» **PROBLEM TO SOLVE**: Please repeat, unchanged, the lines at the top of the listing below, ending with the one that has "I would appreciate it if you could identify the child's hand".

» **RECORDS FOR THE TASK**:
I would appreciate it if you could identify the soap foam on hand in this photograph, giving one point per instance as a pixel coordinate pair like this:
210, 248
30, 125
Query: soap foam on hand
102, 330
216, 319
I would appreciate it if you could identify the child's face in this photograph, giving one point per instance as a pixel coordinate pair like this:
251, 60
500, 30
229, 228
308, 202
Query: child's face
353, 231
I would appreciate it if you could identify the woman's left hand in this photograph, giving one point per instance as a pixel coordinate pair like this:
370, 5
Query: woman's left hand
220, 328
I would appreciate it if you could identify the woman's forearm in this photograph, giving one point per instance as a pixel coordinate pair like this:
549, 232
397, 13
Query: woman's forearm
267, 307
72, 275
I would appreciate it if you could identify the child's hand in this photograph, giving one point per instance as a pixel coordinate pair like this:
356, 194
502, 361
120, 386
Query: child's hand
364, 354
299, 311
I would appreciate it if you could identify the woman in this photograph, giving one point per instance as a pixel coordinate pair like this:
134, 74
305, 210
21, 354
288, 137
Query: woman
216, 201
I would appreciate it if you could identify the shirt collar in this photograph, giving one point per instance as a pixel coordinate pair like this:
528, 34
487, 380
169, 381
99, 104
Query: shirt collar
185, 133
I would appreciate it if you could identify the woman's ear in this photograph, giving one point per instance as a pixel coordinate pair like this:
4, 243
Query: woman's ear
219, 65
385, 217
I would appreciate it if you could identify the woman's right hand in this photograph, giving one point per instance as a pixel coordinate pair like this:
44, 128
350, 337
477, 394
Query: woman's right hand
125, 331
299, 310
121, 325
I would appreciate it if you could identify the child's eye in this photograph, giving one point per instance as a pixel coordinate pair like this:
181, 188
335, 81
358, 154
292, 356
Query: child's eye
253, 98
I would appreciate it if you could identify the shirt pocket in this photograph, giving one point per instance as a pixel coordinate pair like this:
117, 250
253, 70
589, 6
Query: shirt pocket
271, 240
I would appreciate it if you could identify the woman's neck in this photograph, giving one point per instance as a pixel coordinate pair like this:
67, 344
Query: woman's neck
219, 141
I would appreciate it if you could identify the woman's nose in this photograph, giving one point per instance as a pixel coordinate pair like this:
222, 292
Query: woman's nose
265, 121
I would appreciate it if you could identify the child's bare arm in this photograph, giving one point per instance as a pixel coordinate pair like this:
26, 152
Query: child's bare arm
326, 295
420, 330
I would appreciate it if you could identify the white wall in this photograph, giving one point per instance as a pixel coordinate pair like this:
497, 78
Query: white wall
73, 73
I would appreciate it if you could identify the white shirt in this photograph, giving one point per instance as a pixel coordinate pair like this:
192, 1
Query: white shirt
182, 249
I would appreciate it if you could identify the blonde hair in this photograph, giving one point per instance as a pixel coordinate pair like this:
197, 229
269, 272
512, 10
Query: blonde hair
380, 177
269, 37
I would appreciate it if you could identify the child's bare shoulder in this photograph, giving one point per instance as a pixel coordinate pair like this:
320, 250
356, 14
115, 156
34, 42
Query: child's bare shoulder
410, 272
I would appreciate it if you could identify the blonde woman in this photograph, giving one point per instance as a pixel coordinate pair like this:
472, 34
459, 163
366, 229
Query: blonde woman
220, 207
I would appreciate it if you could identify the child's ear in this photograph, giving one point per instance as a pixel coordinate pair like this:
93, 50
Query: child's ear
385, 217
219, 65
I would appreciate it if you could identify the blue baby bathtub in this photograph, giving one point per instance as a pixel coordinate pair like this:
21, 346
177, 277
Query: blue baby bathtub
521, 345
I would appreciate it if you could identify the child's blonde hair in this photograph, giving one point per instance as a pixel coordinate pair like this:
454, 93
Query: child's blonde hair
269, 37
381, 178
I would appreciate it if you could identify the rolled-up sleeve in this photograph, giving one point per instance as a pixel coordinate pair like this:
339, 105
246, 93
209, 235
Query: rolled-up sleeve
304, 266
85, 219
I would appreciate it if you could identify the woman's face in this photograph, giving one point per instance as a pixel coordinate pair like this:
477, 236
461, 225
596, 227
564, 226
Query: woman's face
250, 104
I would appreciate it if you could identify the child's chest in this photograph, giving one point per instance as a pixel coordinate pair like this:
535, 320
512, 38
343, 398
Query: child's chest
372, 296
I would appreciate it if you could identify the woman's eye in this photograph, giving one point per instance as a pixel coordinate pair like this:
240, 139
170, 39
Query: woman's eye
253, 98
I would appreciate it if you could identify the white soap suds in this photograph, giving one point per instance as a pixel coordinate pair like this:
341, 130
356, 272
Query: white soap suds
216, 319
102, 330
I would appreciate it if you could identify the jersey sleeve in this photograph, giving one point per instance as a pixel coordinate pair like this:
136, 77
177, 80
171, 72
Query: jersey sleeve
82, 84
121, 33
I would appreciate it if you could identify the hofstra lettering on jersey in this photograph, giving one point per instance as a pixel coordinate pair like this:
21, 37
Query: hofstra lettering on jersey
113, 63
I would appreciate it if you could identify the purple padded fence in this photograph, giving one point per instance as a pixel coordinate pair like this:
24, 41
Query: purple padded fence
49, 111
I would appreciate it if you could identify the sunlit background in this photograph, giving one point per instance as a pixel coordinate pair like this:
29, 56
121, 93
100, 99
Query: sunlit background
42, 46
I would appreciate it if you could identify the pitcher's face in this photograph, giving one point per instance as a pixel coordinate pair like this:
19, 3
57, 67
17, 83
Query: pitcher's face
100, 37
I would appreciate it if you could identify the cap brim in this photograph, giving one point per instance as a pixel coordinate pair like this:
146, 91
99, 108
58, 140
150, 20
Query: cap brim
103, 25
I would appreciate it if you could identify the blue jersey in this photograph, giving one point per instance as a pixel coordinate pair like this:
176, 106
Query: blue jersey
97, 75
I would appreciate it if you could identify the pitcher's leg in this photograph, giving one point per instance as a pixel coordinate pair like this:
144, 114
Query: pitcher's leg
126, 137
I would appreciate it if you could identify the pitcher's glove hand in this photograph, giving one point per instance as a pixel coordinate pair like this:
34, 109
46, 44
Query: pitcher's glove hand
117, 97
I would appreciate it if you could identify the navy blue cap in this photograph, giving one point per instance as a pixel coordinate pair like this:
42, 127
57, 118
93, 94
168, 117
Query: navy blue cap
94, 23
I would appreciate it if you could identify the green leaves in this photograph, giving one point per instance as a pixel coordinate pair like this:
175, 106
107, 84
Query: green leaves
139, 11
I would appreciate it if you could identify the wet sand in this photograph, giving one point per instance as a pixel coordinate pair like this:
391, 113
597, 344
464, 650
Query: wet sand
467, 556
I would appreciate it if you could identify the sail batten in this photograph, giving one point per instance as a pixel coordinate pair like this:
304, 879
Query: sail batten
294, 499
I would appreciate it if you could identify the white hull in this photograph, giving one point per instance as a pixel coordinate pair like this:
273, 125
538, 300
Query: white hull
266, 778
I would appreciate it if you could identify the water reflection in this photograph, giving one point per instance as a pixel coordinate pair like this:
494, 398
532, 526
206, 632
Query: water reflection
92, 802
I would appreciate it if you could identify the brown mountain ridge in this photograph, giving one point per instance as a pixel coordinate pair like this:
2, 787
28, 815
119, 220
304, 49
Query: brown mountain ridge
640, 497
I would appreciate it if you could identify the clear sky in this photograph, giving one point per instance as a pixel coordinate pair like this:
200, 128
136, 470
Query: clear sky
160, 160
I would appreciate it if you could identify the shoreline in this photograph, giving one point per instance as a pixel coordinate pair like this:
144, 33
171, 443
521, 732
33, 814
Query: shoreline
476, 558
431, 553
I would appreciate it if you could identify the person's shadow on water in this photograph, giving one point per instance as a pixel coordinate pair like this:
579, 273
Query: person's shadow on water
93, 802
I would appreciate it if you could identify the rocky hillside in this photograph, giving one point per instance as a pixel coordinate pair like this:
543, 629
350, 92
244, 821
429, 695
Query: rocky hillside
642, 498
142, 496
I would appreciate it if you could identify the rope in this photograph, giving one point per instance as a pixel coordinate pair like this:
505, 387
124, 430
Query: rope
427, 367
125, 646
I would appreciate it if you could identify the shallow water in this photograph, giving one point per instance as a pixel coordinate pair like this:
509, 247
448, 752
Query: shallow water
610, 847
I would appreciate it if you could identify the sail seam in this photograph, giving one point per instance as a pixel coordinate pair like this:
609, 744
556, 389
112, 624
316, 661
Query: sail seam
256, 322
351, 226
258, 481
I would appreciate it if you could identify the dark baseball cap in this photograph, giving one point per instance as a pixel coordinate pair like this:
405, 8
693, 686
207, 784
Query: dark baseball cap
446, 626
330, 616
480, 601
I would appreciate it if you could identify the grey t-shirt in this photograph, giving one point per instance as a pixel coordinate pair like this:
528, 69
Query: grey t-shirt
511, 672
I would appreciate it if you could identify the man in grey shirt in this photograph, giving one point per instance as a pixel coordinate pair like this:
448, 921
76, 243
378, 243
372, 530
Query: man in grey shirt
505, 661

» **RESPONSE BELOW**:
I would appreciate it if you could identify the soap foam on hand in this photograph, giving one point per instance as a pixel coordinate pair like this:
210, 248
30, 125
Query: soap foam on hand
102, 330
216, 319
I would appreciate it if you could identify the child's face in this photograph, giving one point per instance as a pixel coordinate pair like this:
251, 60
500, 30
229, 228
308, 202
Query: child's face
353, 231
I would appreciate it if you could identify the woman's left hand in this photograph, giving one point per instance as a pixel coordinate pair like this:
370, 5
Query: woman's left hand
220, 328
I would appreciate it if you could identify the woman's forearm in this photograph, giving one point per instance as a pixel coordinate pair like this:
549, 232
397, 13
Query: woman's forearm
267, 307
72, 275
I would appreciate it if you could identify the child's hand in this photograph, giving one point per instance as a pixel coordinate pair like this:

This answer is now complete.